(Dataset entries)
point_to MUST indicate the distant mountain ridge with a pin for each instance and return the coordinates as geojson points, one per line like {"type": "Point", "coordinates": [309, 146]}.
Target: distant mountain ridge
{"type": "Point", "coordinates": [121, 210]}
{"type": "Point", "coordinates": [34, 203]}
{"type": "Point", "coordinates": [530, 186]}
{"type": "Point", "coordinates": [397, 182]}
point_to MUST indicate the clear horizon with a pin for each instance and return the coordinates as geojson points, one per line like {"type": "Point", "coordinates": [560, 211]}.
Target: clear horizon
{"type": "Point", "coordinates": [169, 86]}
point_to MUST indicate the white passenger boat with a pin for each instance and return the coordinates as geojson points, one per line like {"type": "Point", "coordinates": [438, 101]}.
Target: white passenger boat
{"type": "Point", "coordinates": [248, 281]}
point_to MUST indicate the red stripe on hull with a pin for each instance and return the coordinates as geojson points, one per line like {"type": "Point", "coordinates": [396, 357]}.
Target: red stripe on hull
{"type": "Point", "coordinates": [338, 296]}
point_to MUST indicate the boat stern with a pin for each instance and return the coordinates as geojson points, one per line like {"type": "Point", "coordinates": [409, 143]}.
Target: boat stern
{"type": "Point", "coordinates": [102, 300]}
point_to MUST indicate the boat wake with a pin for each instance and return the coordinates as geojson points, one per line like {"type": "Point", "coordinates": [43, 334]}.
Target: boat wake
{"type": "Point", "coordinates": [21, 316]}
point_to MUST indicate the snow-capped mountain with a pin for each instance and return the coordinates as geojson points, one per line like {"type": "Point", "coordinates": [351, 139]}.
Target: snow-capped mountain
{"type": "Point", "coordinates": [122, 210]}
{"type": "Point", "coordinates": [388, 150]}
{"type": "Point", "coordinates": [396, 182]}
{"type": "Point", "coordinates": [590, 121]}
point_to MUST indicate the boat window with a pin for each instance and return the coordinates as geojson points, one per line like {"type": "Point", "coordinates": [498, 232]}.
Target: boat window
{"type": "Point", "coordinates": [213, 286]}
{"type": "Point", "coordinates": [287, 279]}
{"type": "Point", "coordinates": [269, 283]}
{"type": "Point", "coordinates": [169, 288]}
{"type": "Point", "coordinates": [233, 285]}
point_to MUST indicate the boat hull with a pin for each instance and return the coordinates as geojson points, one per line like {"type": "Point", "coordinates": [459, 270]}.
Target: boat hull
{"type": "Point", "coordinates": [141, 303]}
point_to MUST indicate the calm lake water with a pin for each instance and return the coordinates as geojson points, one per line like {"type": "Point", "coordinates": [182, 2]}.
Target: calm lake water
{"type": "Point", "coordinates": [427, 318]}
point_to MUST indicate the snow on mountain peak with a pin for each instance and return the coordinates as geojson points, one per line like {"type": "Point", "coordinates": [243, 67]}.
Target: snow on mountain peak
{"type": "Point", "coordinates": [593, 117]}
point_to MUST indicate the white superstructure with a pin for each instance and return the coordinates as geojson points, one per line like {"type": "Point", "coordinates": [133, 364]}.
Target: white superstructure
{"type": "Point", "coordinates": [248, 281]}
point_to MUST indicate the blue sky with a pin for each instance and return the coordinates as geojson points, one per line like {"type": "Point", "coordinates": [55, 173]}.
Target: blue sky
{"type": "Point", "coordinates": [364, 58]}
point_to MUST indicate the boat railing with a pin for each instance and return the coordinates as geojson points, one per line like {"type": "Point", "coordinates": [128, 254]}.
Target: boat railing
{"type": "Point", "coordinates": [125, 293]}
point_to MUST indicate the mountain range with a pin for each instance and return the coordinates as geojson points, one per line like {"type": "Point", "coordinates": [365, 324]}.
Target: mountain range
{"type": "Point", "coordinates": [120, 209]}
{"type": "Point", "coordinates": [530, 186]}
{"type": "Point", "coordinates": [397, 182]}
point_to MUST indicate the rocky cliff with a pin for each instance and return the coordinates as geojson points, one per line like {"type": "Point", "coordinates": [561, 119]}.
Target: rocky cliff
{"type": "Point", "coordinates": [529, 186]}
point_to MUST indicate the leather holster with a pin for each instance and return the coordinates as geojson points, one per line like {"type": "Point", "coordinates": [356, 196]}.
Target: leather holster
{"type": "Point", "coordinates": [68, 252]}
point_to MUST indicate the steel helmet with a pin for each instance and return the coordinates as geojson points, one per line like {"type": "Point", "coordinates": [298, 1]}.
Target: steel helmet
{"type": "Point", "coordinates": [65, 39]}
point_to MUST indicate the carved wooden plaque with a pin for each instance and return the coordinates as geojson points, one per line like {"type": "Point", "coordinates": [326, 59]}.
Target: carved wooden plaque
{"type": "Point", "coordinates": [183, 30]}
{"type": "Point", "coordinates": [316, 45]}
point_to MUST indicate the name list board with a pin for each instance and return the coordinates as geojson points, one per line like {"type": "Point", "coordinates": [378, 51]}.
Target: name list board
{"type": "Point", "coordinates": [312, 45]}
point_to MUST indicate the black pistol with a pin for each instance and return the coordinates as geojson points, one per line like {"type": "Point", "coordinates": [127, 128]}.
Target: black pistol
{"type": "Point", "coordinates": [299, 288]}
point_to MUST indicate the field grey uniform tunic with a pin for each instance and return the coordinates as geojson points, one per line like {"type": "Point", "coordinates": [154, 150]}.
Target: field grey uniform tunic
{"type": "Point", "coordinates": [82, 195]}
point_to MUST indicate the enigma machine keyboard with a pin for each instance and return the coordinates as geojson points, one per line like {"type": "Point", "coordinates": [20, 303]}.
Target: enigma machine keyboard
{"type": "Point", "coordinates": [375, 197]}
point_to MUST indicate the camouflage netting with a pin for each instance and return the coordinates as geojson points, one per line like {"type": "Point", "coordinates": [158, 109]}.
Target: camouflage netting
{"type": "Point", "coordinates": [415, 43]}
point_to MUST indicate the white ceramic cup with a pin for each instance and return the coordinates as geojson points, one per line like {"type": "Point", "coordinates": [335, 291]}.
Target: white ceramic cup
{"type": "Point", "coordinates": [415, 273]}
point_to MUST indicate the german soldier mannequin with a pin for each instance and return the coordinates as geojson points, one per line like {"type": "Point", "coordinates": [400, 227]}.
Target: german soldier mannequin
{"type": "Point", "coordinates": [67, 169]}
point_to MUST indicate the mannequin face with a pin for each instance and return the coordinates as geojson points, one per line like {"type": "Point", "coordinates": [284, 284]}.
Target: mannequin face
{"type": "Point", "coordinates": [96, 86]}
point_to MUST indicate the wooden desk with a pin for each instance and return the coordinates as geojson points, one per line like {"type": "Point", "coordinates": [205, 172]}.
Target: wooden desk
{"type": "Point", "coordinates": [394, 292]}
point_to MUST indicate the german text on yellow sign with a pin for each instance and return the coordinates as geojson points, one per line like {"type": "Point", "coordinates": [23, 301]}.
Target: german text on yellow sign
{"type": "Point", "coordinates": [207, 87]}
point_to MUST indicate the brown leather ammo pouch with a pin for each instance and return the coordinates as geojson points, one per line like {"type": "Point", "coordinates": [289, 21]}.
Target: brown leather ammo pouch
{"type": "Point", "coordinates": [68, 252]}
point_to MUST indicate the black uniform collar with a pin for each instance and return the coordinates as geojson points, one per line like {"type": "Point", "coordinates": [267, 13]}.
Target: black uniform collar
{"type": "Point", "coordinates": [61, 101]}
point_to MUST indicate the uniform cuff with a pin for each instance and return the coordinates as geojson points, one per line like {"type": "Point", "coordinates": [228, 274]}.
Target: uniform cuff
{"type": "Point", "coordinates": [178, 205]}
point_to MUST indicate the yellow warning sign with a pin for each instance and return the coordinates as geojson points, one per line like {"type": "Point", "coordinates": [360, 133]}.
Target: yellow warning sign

→ TASK TO CARRY OUT
Could you copy out the data in full, exactly as it is written?

→ OUTPUT FOR THIS TASK
point_to MUST indicate the distant mountain ridge with a pin for each instance and return the coordinates as geojson points, one per line like {"type": "Point", "coordinates": [309, 146]}.
Target: distant mountain ridge
{"type": "Point", "coordinates": [121, 210]}
{"type": "Point", "coordinates": [34, 203]}
{"type": "Point", "coordinates": [530, 186]}
{"type": "Point", "coordinates": [397, 182]}
point_to MUST indicate the clear horizon with a pin for each instance and return the coordinates as geojson points, one per line like {"type": "Point", "coordinates": [560, 211]}.
Target: clear horizon
{"type": "Point", "coordinates": [169, 86]}
point_to MUST indicate the white passenger boat with a pin for each instance and return the coordinates as geojson points, one per line like {"type": "Point", "coordinates": [438, 101]}.
Target: white passenger boat
{"type": "Point", "coordinates": [248, 281]}
point_to MUST indicate the red stripe on hull with a pin for each instance and return the coordinates as geojson points, one per line like {"type": "Point", "coordinates": [396, 357]}.
Target: red stripe on hull
{"type": "Point", "coordinates": [338, 296]}
point_to MUST indicate the boat stern with a pin for each instance and return the coordinates as geojson points, one per line like {"type": "Point", "coordinates": [409, 143]}.
Target: boat stern
{"type": "Point", "coordinates": [102, 300]}
point_to MUST indicate the boat wake with a pin for each instance and return the coordinates as geojson points, one per line like {"type": "Point", "coordinates": [43, 334]}.
Target: boat wake
{"type": "Point", "coordinates": [21, 316]}
point_to MUST indicate the snow-capped mountain with a pin for each instance and return the coordinates as geojson points, one per line like {"type": "Point", "coordinates": [351, 139]}.
Target: snow-capped mountain
{"type": "Point", "coordinates": [122, 210]}
{"type": "Point", "coordinates": [388, 150]}
{"type": "Point", "coordinates": [396, 182]}
{"type": "Point", "coordinates": [590, 121]}
point_to MUST indicate the boat window with a pin for each instance and return the coordinates as geojson points, one per line like {"type": "Point", "coordinates": [498, 232]}.
Target: boat window
{"type": "Point", "coordinates": [213, 286]}
{"type": "Point", "coordinates": [287, 279]}
{"type": "Point", "coordinates": [269, 283]}
{"type": "Point", "coordinates": [169, 288]}
{"type": "Point", "coordinates": [233, 285]}
point_to MUST indicate the boat hull with a pin for each instance and return the coordinates as geojson points, one per line like {"type": "Point", "coordinates": [459, 270]}.
Target: boat hull
{"type": "Point", "coordinates": [141, 303]}
point_to MUST indicate the calm lake water with a pin for each instance and return the coordinates as geojson points, one per line like {"type": "Point", "coordinates": [182, 2]}.
Target: calm lake water
{"type": "Point", "coordinates": [427, 318]}
point_to MUST indicate the snow on mountain peak with a pin for each instance and return the coordinates as geojson points, one per line like {"type": "Point", "coordinates": [243, 67]}.
Target: snow on mountain peak
{"type": "Point", "coordinates": [593, 117]}
point_to MUST indicate the white superstructure with a pin for each instance and return the coordinates as geojson points, one per line like {"type": "Point", "coordinates": [133, 364]}.
Target: white superstructure
{"type": "Point", "coordinates": [248, 281]}
point_to MUST indicate the blue sky with a pin for each instance and return the coordinates as geojson points, one per line like {"type": "Point", "coordinates": [55, 173]}.
Target: blue sky
{"type": "Point", "coordinates": [364, 58]}
point_to MUST indicate the boat railing with a pin for each instance and return the coordinates as geojson points, one per line like {"type": "Point", "coordinates": [128, 254]}.
Target: boat railing
{"type": "Point", "coordinates": [125, 293]}
point_to MUST indicate the mountain range with a pin for each instance and return the coordinates as geojson points, one per line like {"type": "Point", "coordinates": [365, 324]}.
Target: mountain range
{"type": "Point", "coordinates": [120, 209]}
{"type": "Point", "coordinates": [530, 186]}
{"type": "Point", "coordinates": [397, 182]}
point_to MUST indicate the rocky cliff with a pin for each instance and return the coordinates as geojson points, one per line like {"type": "Point", "coordinates": [561, 119]}.
Target: rocky cliff
{"type": "Point", "coordinates": [529, 186]}
point_to MUST indicate the leather holster with a pin for each instance and return the coordinates as geojson points, one per line like {"type": "Point", "coordinates": [356, 196]}.
Target: leather holster
{"type": "Point", "coordinates": [68, 252]}
point_to MUST indicate the steel helmet with a pin for each instance and return the coordinates as geojson points, one per line like {"type": "Point", "coordinates": [298, 1]}.
Target: steel helmet
{"type": "Point", "coordinates": [65, 39]}
point_to MUST indicate the carved wooden plaque with a pin for each instance and return the coordinates as geojson points, one per line like {"type": "Point", "coordinates": [326, 59]}.
Target: carved wooden plaque
{"type": "Point", "coordinates": [183, 30]}
{"type": "Point", "coordinates": [316, 45]}
point_to MUST indicate the name list board with a pin for each instance and return the coordinates as geojson points, one per line like {"type": "Point", "coordinates": [378, 51]}.
Target: name list board
{"type": "Point", "coordinates": [312, 45]}
point_to MUST indicate the black pistol with a pin for each instance and return the coordinates as geojson points, one per line like {"type": "Point", "coordinates": [127, 128]}.
Target: black pistol
{"type": "Point", "coordinates": [299, 288]}
point_to MUST indicate the field grey uniform tunic with a pin for each instance and return the coordinates as geojson points, one per line like {"type": "Point", "coordinates": [154, 150]}.
Target: field grey uniform tunic
{"type": "Point", "coordinates": [82, 195]}
point_to MUST indicate the enigma machine keyboard with a pin for each instance and return the coordinates as geojson points, one per line like {"type": "Point", "coordinates": [20, 303]}.
Target: enigma machine keyboard
{"type": "Point", "coordinates": [375, 197]}
point_to MUST indicate the camouflage netting with a pin for each instance and return the coordinates as geojson points, one per line like {"type": "Point", "coordinates": [158, 109]}.
Target: camouflage netting
{"type": "Point", "coordinates": [415, 43]}
point_to MUST indicate the white ceramic cup with a pin for each instance and return the coordinates as geojson points, one per line like {"type": "Point", "coordinates": [335, 291]}.
Target: white ceramic cup
{"type": "Point", "coordinates": [415, 273]}
point_to MUST indicate the german soldier mannequin with a pin for each instance and return the coordinates as geojson points, one per line like {"type": "Point", "coordinates": [400, 227]}.
Target: german soldier mannequin
{"type": "Point", "coordinates": [67, 169]}
point_to MUST indicate the mannequin face with a pin for each instance and return the coordinates as geojson points, one per line like {"type": "Point", "coordinates": [284, 284]}.
Target: mannequin face
{"type": "Point", "coordinates": [96, 86]}
point_to MUST indicate the wooden desk with a pin for each instance and return the coordinates as geojson points, one per line like {"type": "Point", "coordinates": [205, 172]}.
Target: wooden desk
{"type": "Point", "coordinates": [394, 292]}
point_to MUST indicate the german text on yellow sign with a pin for each instance and return the coordinates as geojson points, one per line like {"type": "Point", "coordinates": [23, 301]}.
Target: german text on yellow sign
{"type": "Point", "coordinates": [207, 87]}
point_to MUST indicate the brown leather ammo pouch with a pin for each instance and return the coordinates as geojson points, one per line like {"type": "Point", "coordinates": [289, 21]}.
Target: brown leather ammo pouch
{"type": "Point", "coordinates": [68, 252]}
point_to MUST indicate the black uniform collar with a pin for each instance and return the coordinates as geojson points, one per line like {"type": "Point", "coordinates": [267, 13]}.
Target: black uniform collar
{"type": "Point", "coordinates": [61, 101]}
point_to MUST indicate the uniform cuff with a pin for each instance and return the coordinates as geojson points, one per line like {"type": "Point", "coordinates": [228, 274]}.
Target: uniform cuff
{"type": "Point", "coordinates": [178, 205]}
point_to MUST indicate the yellow warning sign with a pin for each instance and return the coordinates as geojson points, one per line like {"type": "Point", "coordinates": [360, 133]}.
Target: yellow warning sign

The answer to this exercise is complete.